─── Provided material ───

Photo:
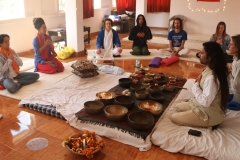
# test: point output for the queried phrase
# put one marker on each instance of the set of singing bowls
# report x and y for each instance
(93, 107)
(158, 97)
(148, 79)
(125, 82)
(126, 101)
(150, 106)
(141, 94)
(115, 112)
(141, 120)
(134, 87)
(156, 89)
(106, 97)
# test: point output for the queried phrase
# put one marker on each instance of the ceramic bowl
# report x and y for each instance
(148, 79)
(93, 107)
(106, 97)
(125, 82)
(141, 120)
(141, 94)
(156, 89)
(135, 87)
(115, 112)
(150, 106)
(126, 101)
(158, 97)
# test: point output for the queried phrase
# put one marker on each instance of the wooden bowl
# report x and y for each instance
(97, 138)
(158, 97)
(106, 97)
(125, 82)
(115, 112)
(141, 120)
(141, 94)
(135, 87)
(93, 107)
(126, 101)
(150, 106)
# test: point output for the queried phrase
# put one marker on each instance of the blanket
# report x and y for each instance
(221, 143)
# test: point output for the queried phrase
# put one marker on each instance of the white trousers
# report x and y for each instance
(167, 51)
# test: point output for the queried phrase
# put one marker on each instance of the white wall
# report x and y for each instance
(205, 22)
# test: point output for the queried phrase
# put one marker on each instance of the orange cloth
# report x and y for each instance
(5, 53)
(44, 54)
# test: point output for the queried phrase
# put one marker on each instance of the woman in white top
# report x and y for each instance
(234, 75)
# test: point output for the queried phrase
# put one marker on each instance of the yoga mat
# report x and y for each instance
(155, 63)
(170, 60)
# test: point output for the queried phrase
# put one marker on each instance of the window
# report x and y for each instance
(61, 5)
(97, 4)
(11, 9)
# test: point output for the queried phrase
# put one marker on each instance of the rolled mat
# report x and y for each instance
(155, 63)
(233, 106)
(170, 60)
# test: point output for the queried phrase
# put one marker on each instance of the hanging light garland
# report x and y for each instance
(207, 10)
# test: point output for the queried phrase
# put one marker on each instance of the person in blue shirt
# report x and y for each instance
(221, 37)
(108, 42)
(177, 37)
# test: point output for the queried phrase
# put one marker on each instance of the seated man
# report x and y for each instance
(108, 42)
(177, 38)
(140, 34)
(210, 90)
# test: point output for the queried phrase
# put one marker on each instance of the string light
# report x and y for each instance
(209, 11)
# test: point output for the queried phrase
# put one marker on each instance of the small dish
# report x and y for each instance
(150, 106)
(115, 112)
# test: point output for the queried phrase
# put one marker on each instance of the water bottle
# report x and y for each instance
(94, 60)
(137, 63)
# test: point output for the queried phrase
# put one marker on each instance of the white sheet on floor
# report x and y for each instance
(194, 41)
(125, 55)
(44, 81)
(221, 144)
(69, 95)
(28, 63)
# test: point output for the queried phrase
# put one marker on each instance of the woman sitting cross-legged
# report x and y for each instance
(140, 34)
(108, 42)
(44, 54)
(10, 76)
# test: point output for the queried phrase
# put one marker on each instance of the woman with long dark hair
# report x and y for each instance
(139, 35)
(210, 91)
(221, 37)
(234, 75)
(10, 76)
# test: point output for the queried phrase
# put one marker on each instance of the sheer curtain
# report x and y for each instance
(158, 5)
(88, 9)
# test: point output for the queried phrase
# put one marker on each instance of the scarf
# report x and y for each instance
(5, 53)
(45, 54)
(108, 44)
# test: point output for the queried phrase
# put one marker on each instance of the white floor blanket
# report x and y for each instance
(69, 95)
(28, 63)
(44, 81)
(125, 55)
(221, 144)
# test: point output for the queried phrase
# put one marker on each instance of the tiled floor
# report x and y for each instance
(19, 125)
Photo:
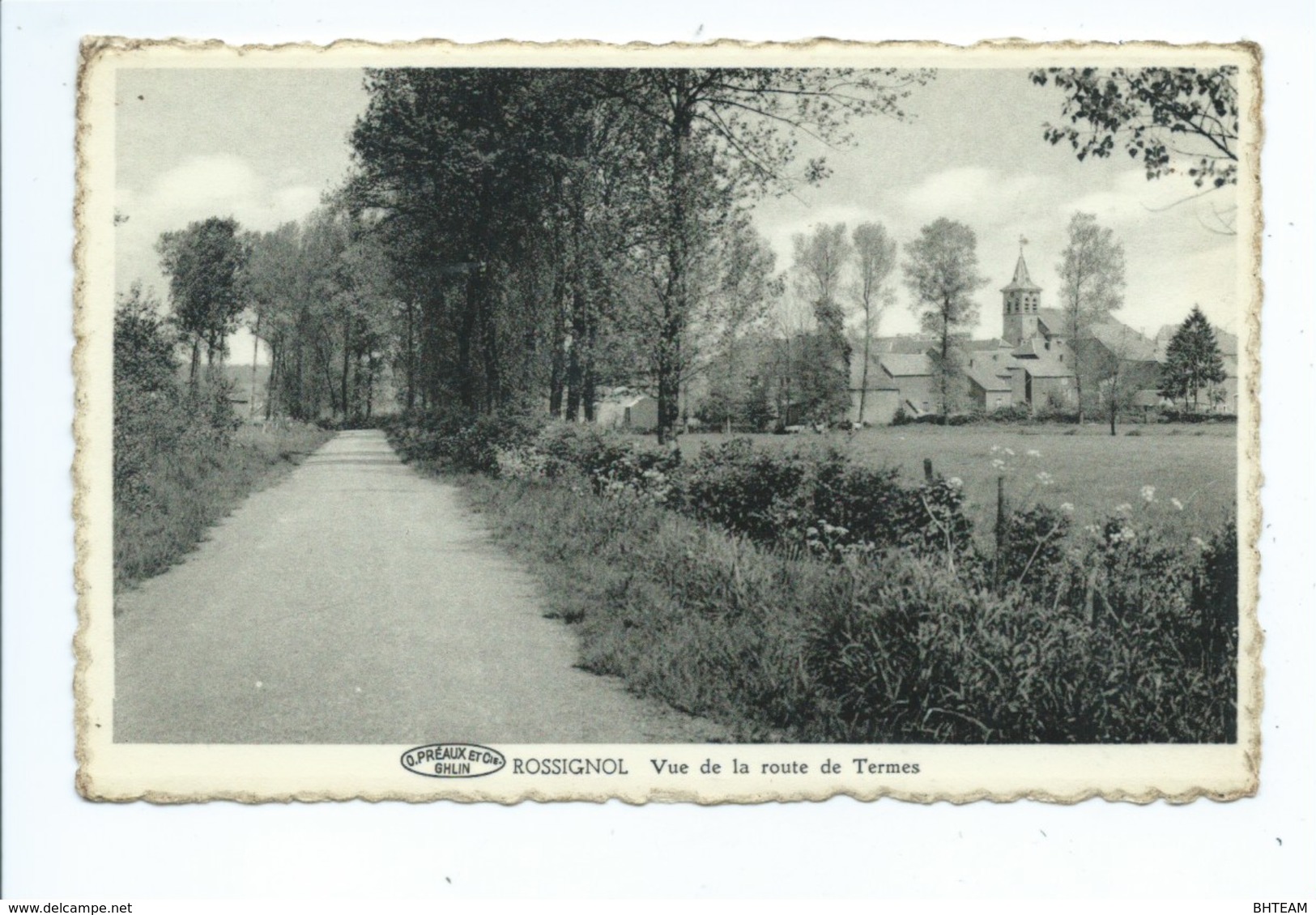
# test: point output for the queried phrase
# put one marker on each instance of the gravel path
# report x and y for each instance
(360, 603)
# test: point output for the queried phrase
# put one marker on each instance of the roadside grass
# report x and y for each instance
(1090, 469)
(892, 648)
(185, 490)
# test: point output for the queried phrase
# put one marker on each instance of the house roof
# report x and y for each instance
(1021, 282)
(1228, 343)
(905, 364)
(985, 378)
(1124, 341)
(1048, 368)
(878, 380)
(909, 345)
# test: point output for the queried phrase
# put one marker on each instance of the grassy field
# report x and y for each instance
(1088, 469)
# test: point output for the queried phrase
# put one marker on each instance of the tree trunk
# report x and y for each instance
(675, 303)
(196, 364)
(256, 351)
(411, 355)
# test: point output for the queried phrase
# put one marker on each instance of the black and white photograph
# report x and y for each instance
(711, 424)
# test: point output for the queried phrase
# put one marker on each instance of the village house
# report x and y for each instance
(624, 408)
(1031, 365)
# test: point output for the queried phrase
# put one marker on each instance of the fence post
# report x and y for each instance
(1000, 527)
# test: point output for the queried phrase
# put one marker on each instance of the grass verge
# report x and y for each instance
(182, 492)
(894, 648)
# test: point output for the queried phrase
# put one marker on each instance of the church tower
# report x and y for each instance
(1021, 300)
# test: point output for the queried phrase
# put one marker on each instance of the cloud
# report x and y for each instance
(200, 187)
(982, 198)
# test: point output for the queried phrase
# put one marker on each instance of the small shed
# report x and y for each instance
(627, 410)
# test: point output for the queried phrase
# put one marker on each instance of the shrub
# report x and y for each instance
(884, 648)
(747, 490)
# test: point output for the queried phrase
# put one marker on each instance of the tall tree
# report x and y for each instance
(875, 258)
(206, 265)
(1193, 361)
(820, 263)
(1091, 271)
(743, 123)
(1158, 115)
(941, 273)
(1174, 120)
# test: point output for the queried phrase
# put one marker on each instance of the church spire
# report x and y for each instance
(1020, 303)
(1021, 282)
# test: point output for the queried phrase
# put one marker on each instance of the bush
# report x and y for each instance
(747, 490)
(1012, 414)
(884, 648)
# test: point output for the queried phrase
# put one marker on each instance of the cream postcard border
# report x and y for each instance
(957, 773)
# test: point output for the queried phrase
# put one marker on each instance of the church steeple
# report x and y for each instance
(1020, 303)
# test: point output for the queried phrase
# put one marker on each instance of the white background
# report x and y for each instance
(56, 845)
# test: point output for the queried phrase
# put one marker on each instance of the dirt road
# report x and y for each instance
(357, 602)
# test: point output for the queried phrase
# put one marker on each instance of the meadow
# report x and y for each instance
(812, 597)
(1084, 468)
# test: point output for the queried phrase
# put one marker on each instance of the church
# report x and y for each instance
(1031, 365)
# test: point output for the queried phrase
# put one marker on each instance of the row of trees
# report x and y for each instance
(516, 236)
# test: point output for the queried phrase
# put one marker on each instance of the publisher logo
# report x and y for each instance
(453, 760)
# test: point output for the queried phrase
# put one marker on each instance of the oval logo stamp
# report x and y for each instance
(453, 760)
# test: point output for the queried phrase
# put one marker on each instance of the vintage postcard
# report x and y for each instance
(726, 423)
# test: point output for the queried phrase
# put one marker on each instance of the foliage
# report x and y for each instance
(941, 273)
(179, 492)
(179, 458)
(878, 648)
(1193, 361)
(875, 260)
(1154, 113)
(206, 265)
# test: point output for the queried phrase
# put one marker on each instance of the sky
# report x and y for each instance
(263, 145)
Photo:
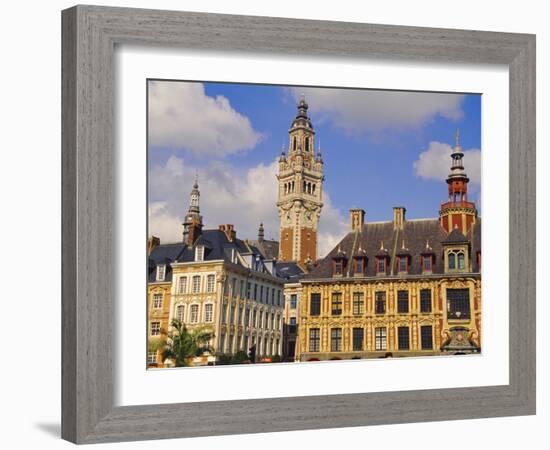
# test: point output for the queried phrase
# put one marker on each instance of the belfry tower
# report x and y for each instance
(192, 224)
(457, 212)
(300, 191)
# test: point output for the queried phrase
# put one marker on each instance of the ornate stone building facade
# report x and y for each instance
(300, 189)
(213, 279)
(398, 288)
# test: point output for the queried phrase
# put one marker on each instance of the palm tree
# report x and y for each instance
(183, 344)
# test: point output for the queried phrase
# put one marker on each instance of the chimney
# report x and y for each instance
(398, 217)
(152, 242)
(357, 218)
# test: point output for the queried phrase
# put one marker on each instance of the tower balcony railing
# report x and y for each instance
(458, 204)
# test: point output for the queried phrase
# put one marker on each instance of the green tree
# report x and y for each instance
(183, 344)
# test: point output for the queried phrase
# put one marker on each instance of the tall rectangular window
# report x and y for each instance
(358, 335)
(161, 272)
(338, 267)
(208, 312)
(194, 318)
(211, 281)
(293, 301)
(336, 340)
(402, 302)
(151, 357)
(358, 303)
(180, 313)
(336, 304)
(426, 337)
(292, 325)
(425, 300)
(403, 338)
(199, 253)
(380, 340)
(380, 303)
(182, 285)
(458, 303)
(155, 328)
(196, 284)
(315, 305)
(157, 300)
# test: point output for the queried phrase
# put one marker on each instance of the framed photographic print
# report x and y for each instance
(247, 202)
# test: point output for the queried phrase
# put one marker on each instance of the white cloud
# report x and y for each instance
(358, 111)
(181, 115)
(242, 198)
(435, 162)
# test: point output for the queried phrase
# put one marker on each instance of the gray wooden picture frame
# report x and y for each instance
(90, 34)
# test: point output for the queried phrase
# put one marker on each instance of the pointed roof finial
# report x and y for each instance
(261, 232)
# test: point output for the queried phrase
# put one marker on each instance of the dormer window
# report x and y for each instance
(339, 263)
(338, 267)
(381, 265)
(161, 272)
(360, 265)
(402, 263)
(456, 260)
(426, 263)
(199, 253)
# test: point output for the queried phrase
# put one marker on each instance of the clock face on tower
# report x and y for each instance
(300, 179)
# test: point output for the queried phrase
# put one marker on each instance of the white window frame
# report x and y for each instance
(158, 298)
(196, 288)
(199, 253)
(182, 285)
(208, 306)
(194, 305)
(210, 283)
(152, 357)
(161, 272)
(151, 329)
(177, 314)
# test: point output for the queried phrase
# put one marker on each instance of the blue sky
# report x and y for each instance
(381, 149)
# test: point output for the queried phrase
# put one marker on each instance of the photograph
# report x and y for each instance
(299, 223)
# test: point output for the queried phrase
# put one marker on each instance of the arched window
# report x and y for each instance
(461, 261)
(452, 263)
(180, 313)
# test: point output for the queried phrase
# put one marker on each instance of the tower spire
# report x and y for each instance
(458, 211)
(192, 225)
(261, 232)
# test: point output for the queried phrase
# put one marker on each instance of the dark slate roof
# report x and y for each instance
(291, 271)
(163, 254)
(269, 249)
(419, 236)
(216, 247)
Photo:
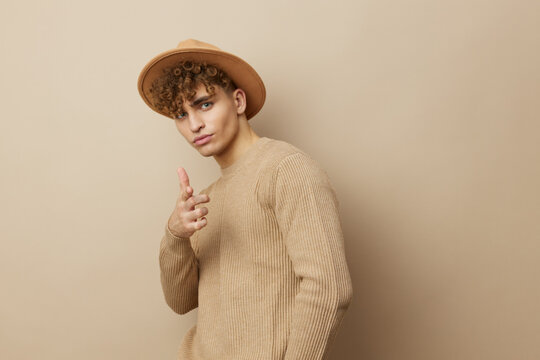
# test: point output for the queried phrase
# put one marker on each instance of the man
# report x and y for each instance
(264, 260)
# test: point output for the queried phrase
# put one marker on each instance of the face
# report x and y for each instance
(215, 115)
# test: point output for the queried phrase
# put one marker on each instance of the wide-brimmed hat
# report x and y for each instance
(240, 72)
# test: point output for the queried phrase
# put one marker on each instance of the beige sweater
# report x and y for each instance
(268, 272)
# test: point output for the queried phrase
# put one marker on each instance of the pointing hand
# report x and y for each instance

───

__Problem to work on__:
Please gather every line of the records above that contains the word "wooden", and note that case counts.

__Finished exercise__:
# put one marker on each instance of the wooden bowl
# put one marker on each instance of the gray wooden picture frame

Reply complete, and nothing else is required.